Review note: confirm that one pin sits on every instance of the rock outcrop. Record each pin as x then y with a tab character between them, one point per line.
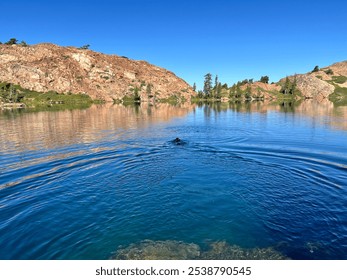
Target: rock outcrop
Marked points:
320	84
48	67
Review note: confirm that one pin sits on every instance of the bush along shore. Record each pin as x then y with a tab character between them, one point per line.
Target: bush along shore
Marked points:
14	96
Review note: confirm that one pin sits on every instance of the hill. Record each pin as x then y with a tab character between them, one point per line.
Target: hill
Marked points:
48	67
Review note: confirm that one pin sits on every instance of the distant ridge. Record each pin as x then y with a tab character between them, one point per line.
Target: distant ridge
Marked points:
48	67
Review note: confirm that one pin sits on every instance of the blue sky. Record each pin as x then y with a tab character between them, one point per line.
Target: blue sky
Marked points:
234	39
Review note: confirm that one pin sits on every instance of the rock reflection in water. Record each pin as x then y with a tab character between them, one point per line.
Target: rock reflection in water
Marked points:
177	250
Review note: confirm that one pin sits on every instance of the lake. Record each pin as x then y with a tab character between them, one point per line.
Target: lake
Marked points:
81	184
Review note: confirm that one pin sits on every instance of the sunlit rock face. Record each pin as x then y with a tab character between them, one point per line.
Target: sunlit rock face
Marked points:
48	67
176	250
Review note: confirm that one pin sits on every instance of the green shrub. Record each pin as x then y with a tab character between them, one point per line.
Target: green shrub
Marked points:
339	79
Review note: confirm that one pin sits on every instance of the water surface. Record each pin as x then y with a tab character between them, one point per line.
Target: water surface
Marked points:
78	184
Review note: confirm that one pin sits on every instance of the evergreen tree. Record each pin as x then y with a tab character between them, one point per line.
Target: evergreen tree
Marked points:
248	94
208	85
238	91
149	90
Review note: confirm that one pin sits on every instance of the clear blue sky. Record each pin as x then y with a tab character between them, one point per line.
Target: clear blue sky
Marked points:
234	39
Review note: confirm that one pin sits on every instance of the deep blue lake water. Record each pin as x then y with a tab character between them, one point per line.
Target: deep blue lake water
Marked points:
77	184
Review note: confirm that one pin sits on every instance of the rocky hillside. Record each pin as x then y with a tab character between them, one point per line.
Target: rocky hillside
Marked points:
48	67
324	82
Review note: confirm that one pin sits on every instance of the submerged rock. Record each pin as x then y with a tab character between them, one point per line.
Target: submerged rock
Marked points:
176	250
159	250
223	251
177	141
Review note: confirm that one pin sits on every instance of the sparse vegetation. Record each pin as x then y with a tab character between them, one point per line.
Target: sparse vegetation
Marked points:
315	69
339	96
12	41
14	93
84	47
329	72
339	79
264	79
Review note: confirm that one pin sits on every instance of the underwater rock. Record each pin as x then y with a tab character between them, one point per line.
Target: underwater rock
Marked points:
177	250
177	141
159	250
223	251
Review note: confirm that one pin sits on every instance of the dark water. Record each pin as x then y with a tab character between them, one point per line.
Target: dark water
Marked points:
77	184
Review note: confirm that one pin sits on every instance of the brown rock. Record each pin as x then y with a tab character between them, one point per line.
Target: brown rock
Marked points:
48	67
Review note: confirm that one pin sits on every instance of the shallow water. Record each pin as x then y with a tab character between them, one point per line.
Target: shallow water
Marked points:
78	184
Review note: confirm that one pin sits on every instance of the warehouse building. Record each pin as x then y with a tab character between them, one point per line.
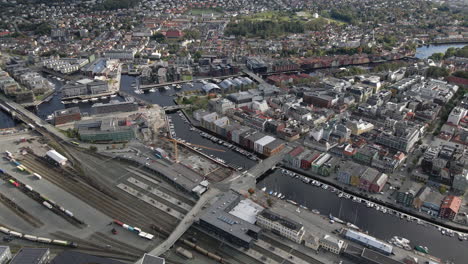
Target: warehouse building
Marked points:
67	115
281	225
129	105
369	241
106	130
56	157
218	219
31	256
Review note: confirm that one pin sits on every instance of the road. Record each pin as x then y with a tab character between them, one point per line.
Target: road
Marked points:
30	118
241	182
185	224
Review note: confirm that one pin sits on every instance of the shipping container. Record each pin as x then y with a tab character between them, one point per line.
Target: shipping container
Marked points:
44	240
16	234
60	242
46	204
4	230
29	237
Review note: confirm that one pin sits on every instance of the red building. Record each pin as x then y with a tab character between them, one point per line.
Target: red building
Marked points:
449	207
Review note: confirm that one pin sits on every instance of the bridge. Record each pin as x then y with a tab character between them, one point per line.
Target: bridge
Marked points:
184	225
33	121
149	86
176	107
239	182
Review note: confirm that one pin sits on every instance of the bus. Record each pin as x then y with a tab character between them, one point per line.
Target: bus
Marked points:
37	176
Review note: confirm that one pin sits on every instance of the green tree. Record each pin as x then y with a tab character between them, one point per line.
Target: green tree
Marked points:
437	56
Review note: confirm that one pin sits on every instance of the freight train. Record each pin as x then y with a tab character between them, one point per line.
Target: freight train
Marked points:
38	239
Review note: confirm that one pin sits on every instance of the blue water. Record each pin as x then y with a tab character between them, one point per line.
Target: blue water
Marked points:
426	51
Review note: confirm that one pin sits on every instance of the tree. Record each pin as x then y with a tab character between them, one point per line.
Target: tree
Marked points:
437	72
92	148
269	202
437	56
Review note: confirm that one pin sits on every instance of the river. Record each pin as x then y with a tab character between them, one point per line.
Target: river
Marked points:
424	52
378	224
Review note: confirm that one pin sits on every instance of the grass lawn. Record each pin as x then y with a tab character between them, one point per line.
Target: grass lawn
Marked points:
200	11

---

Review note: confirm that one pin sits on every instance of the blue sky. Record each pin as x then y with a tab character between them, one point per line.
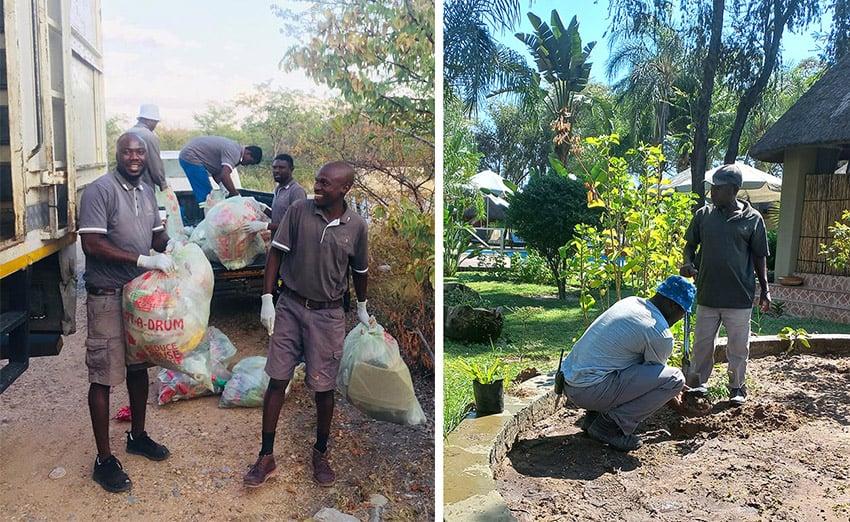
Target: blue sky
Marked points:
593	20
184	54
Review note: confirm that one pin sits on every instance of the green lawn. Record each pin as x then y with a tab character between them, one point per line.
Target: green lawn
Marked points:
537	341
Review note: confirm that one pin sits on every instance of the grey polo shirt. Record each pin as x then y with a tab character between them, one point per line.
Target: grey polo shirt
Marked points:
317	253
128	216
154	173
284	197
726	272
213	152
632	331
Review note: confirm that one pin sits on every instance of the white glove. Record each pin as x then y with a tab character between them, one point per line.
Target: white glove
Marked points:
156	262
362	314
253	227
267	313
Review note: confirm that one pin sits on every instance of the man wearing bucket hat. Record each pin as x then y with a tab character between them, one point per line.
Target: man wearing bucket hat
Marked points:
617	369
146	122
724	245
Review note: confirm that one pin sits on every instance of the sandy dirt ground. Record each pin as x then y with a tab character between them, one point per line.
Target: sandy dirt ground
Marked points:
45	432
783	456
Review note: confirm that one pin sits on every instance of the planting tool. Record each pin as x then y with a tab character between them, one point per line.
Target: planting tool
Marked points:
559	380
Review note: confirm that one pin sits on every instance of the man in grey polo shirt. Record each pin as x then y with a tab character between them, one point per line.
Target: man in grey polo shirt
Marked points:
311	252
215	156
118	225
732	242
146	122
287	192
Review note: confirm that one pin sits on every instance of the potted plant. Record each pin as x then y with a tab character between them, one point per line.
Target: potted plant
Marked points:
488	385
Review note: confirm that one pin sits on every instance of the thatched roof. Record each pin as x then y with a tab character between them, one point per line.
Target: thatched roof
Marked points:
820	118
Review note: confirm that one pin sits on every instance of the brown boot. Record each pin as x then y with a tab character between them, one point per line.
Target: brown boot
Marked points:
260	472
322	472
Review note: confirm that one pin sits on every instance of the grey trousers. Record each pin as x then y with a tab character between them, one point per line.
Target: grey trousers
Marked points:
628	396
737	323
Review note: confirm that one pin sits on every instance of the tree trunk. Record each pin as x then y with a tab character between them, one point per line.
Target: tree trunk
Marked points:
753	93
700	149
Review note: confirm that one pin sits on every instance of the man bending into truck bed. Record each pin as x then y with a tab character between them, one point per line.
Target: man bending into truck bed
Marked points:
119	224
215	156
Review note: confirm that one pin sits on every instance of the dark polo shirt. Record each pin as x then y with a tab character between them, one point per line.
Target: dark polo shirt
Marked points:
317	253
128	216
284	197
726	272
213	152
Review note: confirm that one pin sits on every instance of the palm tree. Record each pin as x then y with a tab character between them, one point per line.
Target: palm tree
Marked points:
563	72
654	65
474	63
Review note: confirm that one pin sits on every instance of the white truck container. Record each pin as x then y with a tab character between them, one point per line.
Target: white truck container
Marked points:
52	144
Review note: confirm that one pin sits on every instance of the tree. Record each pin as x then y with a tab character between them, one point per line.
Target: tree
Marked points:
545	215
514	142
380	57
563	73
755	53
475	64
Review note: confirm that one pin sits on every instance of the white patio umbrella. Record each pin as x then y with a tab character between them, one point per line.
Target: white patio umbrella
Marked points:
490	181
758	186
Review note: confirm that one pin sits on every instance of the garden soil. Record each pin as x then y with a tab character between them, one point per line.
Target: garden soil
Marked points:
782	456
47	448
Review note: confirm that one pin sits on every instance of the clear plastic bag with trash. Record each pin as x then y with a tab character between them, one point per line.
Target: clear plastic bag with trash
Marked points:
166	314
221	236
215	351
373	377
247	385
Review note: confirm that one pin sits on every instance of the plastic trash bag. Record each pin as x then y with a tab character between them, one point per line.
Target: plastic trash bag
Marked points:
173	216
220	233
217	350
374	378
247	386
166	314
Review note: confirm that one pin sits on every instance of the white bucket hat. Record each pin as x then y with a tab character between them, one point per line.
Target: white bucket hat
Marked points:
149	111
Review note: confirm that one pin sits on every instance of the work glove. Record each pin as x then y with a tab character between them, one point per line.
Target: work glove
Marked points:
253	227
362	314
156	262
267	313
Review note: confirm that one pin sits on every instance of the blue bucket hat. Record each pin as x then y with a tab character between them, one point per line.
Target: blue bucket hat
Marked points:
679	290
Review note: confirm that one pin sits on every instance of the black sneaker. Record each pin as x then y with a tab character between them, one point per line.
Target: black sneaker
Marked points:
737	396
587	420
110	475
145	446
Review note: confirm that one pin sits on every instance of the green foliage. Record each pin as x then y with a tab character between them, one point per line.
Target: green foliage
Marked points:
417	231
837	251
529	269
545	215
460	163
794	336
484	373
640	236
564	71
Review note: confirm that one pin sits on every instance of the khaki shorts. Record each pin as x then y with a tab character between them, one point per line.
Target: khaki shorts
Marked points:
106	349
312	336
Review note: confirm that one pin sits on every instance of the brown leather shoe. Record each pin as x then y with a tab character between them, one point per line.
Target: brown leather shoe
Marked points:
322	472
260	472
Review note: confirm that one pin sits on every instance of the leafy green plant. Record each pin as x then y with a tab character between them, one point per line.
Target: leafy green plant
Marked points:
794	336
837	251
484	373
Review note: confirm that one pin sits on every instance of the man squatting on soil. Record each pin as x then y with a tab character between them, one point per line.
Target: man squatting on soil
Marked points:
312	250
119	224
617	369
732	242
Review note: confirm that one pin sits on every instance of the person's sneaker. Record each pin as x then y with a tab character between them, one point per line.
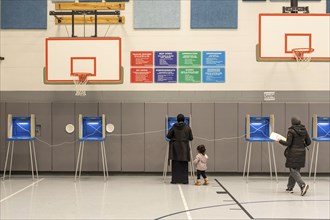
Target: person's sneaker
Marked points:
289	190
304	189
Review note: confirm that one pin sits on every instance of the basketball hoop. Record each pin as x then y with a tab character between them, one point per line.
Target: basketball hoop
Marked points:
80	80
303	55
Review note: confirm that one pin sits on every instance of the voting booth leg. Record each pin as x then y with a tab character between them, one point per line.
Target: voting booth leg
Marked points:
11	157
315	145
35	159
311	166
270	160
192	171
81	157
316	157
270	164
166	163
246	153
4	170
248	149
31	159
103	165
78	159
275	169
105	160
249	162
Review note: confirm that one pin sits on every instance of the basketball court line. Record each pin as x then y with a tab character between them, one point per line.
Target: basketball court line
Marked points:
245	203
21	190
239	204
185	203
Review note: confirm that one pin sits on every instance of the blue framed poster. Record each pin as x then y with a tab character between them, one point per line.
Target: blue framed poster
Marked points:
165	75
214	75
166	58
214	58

Schriftliche Aufgabe: Ermittle in den Einträgen oben jede Zeile, die das Wort „bridge“ enthält, und schreibe diese Zeilen unverändert ab.

Die Antwort:
Review note: confirm that one pin sits on every instance of the bridge. Record each pin as x then y with a tab character between them, one point per line.
Target: bridge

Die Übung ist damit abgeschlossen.